WRITTEN INSTRUCTION
Write what comes next in the text on building habit rules, starting after its last line.
+++ TEXT SHOWN
Specificity removes interpretation. The more you can point to the exact time, place, and first move, the better.
Test for specificity by asking:
- Could a stranger follow this without asking me a question?
- Could a tired version of me do this without thinking?
COMPLETENESS
Most “systems” fail because they cover the easy parts and ignore the costly parts.
Map the hotspots where you usually break:
- the first minute of starting
- the first notification
- the first dip in energy
- the first urge to check
- the messy middle
- the end condition
Cover each with a rule.
Example for deep work:
- Start rule: “At 8:30, sit at the table, open Chapter 3, write one paragraph.”
- Distraction rule: “If I feel the urge to check, write it on a sticky note and keep typing.”
- Energy dip rule: “If focus drops, stand, drink water, 60 seconds, then resume.”
- End rule: “Stop at 10:30 or after 1,000 words, whichever comes first.”
If your plan leaves any of these moments to chance, you are still deciding in real time. That costs attention.
CONSISTENCY
A system that flexes with mood is not a system. It is a hope.
Set defaults that run the same way regardless of motivation:
- same start time
- same place
- same first action
- same stop rule
Automate what you can:
- calendar blocks that repeat
- Do Not Disturb that turns on by schedule
- site blockers that activate on workdays
- meeting-free hours set as team norms
Consistency is not rigidity. It is reliability. It gives your brain a stable groove so starting takes less energy next time.
Make it measurable:
- “Did I start at 8:30? Y/N”
- “Did I keep the phone out of the room? Y/N”
- “Did I stay until 10:30? Y/N”
Binary checks strengthen self-trust. Vague tracking does not.
PHYSICALITY
Mental promises are weak when craving is strong.
Anchor the rule to a physical action or environment:
- move the phone to another room, not just face down
- place the laptop on a bare table, not the couch
- put snacks out of the house, not just “out of sight”
++++++
+++ MATERIAL SUPPLIED
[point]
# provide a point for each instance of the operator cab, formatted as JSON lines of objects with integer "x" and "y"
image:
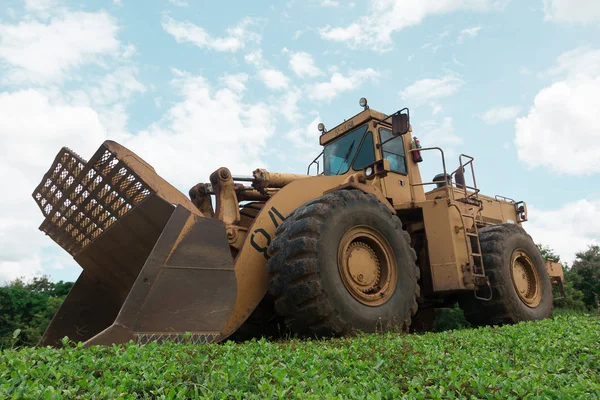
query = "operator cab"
{"x": 361, "y": 141}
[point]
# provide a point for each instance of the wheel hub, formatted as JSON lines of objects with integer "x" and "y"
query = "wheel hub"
{"x": 363, "y": 266}
{"x": 367, "y": 265}
{"x": 526, "y": 279}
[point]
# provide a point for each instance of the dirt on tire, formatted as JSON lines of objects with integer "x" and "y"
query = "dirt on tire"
{"x": 304, "y": 278}
{"x": 498, "y": 243}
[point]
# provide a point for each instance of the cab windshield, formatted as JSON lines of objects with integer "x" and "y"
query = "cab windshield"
{"x": 353, "y": 149}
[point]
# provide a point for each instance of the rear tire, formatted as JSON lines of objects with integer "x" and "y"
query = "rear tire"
{"x": 342, "y": 263}
{"x": 521, "y": 287}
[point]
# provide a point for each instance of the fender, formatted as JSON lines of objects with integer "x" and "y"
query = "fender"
{"x": 251, "y": 262}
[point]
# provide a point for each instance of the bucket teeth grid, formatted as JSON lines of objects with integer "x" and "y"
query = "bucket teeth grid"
{"x": 80, "y": 199}
{"x": 195, "y": 338}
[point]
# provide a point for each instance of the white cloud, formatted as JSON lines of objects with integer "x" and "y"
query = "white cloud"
{"x": 580, "y": 62}
{"x": 303, "y": 65}
{"x": 31, "y": 124}
{"x": 288, "y": 105}
{"x": 568, "y": 108}
{"x": 439, "y": 133}
{"x": 179, "y": 3}
{"x": 32, "y": 51}
{"x": 40, "y": 5}
{"x": 467, "y": 33}
{"x": 236, "y": 38}
{"x": 431, "y": 89}
{"x": 330, "y": 3}
{"x": 568, "y": 229}
{"x": 273, "y": 79}
{"x": 385, "y": 17}
{"x": 500, "y": 114}
{"x": 338, "y": 83}
{"x": 171, "y": 145}
{"x": 34, "y": 124}
{"x": 255, "y": 58}
{"x": 235, "y": 82}
{"x": 574, "y": 11}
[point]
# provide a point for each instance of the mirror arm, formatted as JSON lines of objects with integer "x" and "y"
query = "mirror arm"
{"x": 379, "y": 145}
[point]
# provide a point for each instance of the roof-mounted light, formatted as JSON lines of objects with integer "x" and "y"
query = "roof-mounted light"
{"x": 363, "y": 103}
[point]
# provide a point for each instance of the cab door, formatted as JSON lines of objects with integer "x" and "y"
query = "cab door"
{"x": 396, "y": 185}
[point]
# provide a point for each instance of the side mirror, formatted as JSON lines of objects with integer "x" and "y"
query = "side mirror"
{"x": 400, "y": 122}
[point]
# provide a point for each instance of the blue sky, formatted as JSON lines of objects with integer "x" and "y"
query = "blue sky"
{"x": 195, "y": 85}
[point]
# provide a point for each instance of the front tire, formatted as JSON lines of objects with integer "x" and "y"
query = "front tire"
{"x": 342, "y": 263}
{"x": 521, "y": 287}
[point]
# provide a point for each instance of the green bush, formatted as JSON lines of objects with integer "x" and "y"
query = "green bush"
{"x": 556, "y": 358}
{"x": 29, "y": 307}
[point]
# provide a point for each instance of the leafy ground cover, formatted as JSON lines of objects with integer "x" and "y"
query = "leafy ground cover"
{"x": 556, "y": 358}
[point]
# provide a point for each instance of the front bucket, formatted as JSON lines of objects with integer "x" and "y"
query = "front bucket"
{"x": 154, "y": 267}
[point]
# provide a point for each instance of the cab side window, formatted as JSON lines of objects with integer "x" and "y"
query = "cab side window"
{"x": 366, "y": 154}
{"x": 393, "y": 151}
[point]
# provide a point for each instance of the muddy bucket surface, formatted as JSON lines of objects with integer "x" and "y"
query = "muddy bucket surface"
{"x": 153, "y": 266}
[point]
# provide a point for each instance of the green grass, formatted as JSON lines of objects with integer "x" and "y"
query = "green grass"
{"x": 556, "y": 358}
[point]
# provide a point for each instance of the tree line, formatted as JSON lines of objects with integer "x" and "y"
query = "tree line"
{"x": 26, "y": 309}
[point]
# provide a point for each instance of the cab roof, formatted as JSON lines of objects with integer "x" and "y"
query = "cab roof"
{"x": 345, "y": 126}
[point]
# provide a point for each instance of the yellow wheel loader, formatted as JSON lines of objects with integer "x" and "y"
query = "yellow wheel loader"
{"x": 365, "y": 245}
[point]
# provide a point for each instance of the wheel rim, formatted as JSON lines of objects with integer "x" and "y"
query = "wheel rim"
{"x": 526, "y": 279}
{"x": 367, "y": 265}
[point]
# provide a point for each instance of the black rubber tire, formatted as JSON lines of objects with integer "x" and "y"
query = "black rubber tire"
{"x": 498, "y": 243}
{"x": 305, "y": 281}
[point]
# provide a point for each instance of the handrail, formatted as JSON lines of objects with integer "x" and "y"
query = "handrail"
{"x": 446, "y": 186}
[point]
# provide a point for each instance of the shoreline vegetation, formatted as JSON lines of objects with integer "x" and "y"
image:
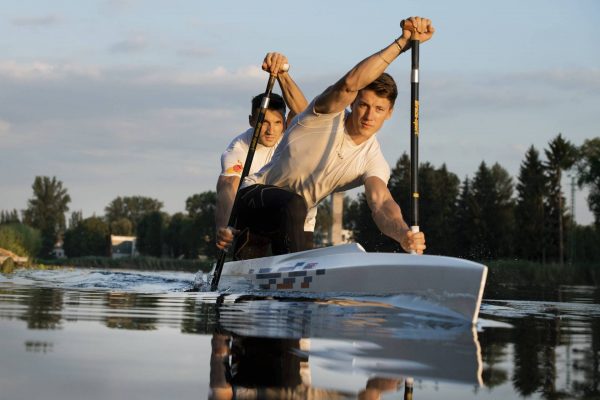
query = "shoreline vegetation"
{"x": 136, "y": 263}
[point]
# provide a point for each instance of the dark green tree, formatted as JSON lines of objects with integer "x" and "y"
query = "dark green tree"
{"x": 530, "y": 208}
{"x": 46, "y": 211}
{"x": 9, "y": 217}
{"x": 89, "y": 237}
{"x": 505, "y": 210}
{"x": 132, "y": 208}
{"x": 151, "y": 230}
{"x": 122, "y": 227}
{"x": 589, "y": 174}
{"x": 76, "y": 218}
{"x": 182, "y": 237}
{"x": 21, "y": 239}
{"x": 465, "y": 241}
{"x": 438, "y": 194}
{"x": 561, "y": 155}
{"x": 490, "y": 216}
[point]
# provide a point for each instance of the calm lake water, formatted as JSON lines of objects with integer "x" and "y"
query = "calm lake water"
{"x": 85, "y": 334}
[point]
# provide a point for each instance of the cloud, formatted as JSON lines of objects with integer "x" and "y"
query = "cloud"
{"x": 134, "y": 44}
{"x": 195, "y": 52}
{"x": 40, "y": 21}
{"x": 44, "y": 71}
{"x": 4, "y": 127}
++++++
RESPONSE BELOW
- start with a hand movement (strike a match, start a timer, close a door)
Physical cues cut through internal debate. The body moves; the mind follows.
A well-built ritual is a pre-made decision. Strike the match, put the phone away, work in silence, stay until the flame dies. The physical start and visible end remove two of the hardest choices: when to begin and when to stop.
A SIMPLE DESIGN BLUEPRINT
1. Pick one behavior that often collapses under pressure.
- Example: writing, coding, reading, budgeting.
1. List the moments you usually slip.
- starting, first notification, mid-session boredom, hunger, time anxiety.
1. Write if–then rules for each moment.
- “If I feel the need to Google something not essential, mark it with [??] and keep going.”
1. Add a physical anchor.
- close the door, wear noise-canceling headphones, move the phone, light the candle.
1. Set a clear stop rule.
- time-bound (120 minutes), output-bound (1,000 words), or event-bound (flame dies).
1. Automate and reduce choice.
- recurring calendar, pre-opened document, site blocker on by default.
1. Test for one week. Keep score with simple Y/N checks.
1. Adjust the environment, not your willpower.
- If you failed, ask: Which moment was not covered? What physical friction can I add or remove?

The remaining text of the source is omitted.